>>>

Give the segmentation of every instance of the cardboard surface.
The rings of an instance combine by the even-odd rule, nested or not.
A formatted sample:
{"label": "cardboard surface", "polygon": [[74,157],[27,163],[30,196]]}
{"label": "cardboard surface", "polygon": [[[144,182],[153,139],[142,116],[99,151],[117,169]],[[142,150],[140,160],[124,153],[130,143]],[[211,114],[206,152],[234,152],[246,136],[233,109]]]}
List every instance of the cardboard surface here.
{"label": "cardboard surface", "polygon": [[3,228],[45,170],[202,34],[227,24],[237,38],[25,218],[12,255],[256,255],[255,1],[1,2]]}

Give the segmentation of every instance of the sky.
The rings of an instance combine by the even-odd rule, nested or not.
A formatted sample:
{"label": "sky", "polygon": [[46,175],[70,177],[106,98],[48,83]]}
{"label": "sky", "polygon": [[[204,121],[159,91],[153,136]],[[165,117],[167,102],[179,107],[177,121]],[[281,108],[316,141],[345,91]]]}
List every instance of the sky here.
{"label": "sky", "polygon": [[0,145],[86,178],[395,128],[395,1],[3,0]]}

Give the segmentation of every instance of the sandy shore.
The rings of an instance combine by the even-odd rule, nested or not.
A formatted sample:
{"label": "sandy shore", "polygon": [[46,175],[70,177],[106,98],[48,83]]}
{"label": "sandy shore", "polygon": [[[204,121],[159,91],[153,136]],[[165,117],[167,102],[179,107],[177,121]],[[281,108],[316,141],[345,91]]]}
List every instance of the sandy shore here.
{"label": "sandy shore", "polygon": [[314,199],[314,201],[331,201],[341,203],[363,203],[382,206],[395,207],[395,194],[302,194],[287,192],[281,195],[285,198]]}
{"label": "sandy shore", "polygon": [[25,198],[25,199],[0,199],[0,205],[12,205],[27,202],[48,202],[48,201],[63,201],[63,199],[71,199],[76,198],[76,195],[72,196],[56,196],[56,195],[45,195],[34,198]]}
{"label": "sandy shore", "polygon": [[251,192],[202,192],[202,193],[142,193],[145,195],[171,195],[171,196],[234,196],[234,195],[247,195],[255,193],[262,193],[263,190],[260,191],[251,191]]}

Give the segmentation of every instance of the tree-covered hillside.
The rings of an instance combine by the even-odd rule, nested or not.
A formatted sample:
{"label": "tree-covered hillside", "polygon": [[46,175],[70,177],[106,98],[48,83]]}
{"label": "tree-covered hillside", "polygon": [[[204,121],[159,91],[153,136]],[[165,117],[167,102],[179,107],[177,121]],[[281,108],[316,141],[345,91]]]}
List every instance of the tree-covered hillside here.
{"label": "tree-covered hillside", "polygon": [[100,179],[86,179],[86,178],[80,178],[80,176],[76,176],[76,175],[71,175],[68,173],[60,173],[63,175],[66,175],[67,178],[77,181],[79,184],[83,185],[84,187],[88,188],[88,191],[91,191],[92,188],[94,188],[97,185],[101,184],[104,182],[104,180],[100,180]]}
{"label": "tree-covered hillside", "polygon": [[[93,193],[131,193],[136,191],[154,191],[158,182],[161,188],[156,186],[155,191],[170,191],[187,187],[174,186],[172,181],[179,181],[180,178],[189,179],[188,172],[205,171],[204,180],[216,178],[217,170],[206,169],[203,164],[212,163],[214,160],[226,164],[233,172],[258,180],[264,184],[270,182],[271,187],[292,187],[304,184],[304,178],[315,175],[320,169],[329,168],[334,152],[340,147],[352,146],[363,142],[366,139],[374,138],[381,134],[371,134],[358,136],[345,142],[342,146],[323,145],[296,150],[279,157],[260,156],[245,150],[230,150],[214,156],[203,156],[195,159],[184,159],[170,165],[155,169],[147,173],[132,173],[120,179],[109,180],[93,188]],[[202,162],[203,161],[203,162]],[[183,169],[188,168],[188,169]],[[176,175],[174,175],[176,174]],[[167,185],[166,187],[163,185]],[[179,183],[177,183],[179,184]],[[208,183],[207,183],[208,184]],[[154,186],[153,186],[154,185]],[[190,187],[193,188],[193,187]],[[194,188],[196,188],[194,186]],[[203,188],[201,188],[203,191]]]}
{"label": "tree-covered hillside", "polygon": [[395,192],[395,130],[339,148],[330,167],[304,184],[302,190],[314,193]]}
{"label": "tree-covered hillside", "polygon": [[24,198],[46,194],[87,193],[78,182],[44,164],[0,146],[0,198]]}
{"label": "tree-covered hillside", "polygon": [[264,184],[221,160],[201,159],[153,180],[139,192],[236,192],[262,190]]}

<<<

> _EXERCISE_: Reproduce the full listing exactly.

> _THE SOLUTION_:
Give the segmentation of every instance of the cardboard surface.
The rings of an instance combine by the even-odd rule, nested or not.
A formatted sample:
{"label": "cardboard surface", "polygon": [[74,157],[27,163],[30,196]]}
{"label": "cardboard surface", "polygon": [[[144,182],[153,139],[142,116],[99,151],[117,169]],[[142,150],[140,160],[124,153],[130,143]],[[211,114],[206,152],[234,152],[246,136],[233,109]]]}
List every instance of the cardboard surface here.
{"label": "cardboard surface", "polygon": [[3,228],[45,170],[202,34],[227,24],[237,38],[25,218],[12,255],[256,255],[255,1],[1,2]]}

Give the segmentation of every instance of the sky.
The rings of an instance combine by the even-odd rule, nested or not.
A formatted sample:
{"label": "sky", "polygon": [[46,175],[70,177],[106,98],[48,83]]}
{"label": "sky", "polygon": [[[204,121],[159,91],[153,136]],[[165,117],[167,102],[179,107],[177,121]],[[281,108],[316,141],[345,91]]]}
List every instance of the sky here.
{"label": "sky", "polygon": [[0,145],[86,178],[395,128],[395,1],[3,0]]}

Give the segmentation of every instance of the sandy shore.
The rings of an instance combine by the even-odd rule, nested or not.
A formatted sample:
{"label": "sandy shore", "polygon": [[46,175],[70,177],[106,98],[48,83]]}
{"label": "sandy shore", "polygon": [[[204,121],[159,91],[153,136]],[[165,117],[167,102],[179,107],[177,121]],[[281,108],[316,141],[345,91]]]}
List every instance of the sandy shore here.
{"label": "sandy shore", "polygon": [[314,199],[314,201],[331,201],[341,203],[363,203],[382,206],[395,207],[395,194],[302,194],[287,192],[281,195],[285,198]]}
{"label": "sandy shore", "polygon": [[25,198],[25,199],[0,199],[0,205],[12,205],[27,202],[48,202],[48,201],[63,201],[63,199],[71,199],[76,198],[76,195],[72,196],[56,196],[56,195],[45,195],[34,198]]}
{"label": "sandy shore", "polygon": [[251,192],[202,192],[202,193],[142,193],[145,195],[171,195],[171,196],[234,196],[234,195],[247,195],[255,193],[262,193],[263,190],[260,191],[251,191]]}

Give the segmentation of every instance of the tree-covered hillside.
The rings of an instance combine by the even-odd rule, nested or not.
A formatted sample:
{"label": "tree-covered hillside", "polygon": [[46,175],[70,177],[106,98],[48,83]]}
{"label": "tree-covered hillside", "polygon": [[[204,121],[159,91],[153,136]],[[165,117],[167,102],[179,107],[177,121]],[[281,108],[316,141],[345,91]]]}
List every instance of the tree-covered hillside here.
{"label": "tree-covered hillside", "polygon": [[100,179],[86,179],[86,178],[80,178],[80,176],[76,176],[76,175],[71,175],[68,173],[60,173],[63,175],[66,175],[67,178],[77,181],[79,184],[83,185],[84,187],[88,188],[88,191],[91,191],[92,188],[94,188],[97,185],[101,184],[104,182],[104,180],[100,180]]}
{"label": "tree-covered hillside", "polygon": [[[93,193],[131,193],[136,191],[154,191],[158,182],[161,188],[156,186],[155,191],[170,191],[187,187],[174,186],[172,181],[179,181],[180,178],[189,179],[188,172],[205,171],[204,180],[216,178],[217,170],[206,169],[203,164],[212,163],[214,160],[226,164],[233,172],[258,180],[264,184],[270,182],[271,187],[292,187],[304,184],[304,178],[315,175],[320,169],[329,168],[334,152],[340,147],[352,146],[363,142],[366,139],[374,138],[381,134],[371,134],[358,136],[345,142],[342,146],[323,145],[296,150],[279,157],[260,156],[245,150],[230,150],[214,156],[203,156],[195,159],[184,159],[170,165],[155,169],[147,173],[132,173],[120,179],[109,180],[93,188]],[[202,162],[203,161],[203,162]],[[183,169],[188,168],[188,169]],[[176,175],[174,175],[176,174]],[[167,185],[166,187],[163,185]],[[179,183],[177,183],[179,184]],[[208,183],[207,183],[208,184]],[[154,186],[153,186],[154,185]],[[190,187],[193,188],[193,187]],[[194,188],[196,188],[194,186]],[[203,188],[201,188],[203,191]]]}
{"label": "tree-covered hillside", "polygon": [[395,192],[395,130],[339,148],[330,167],[304,184],[302,190],[314,193]]}
{"label": "tree-covered hillside", "polygon": [[24,198],[46,194],[87,193],[78,182],[44,164],[0,146],[0,198]]}
{"label": "tree-covered hillside", "polygon": [[264,184],[221,160],[201,159],[153,180],[139,192],[236,192],[262,190]]}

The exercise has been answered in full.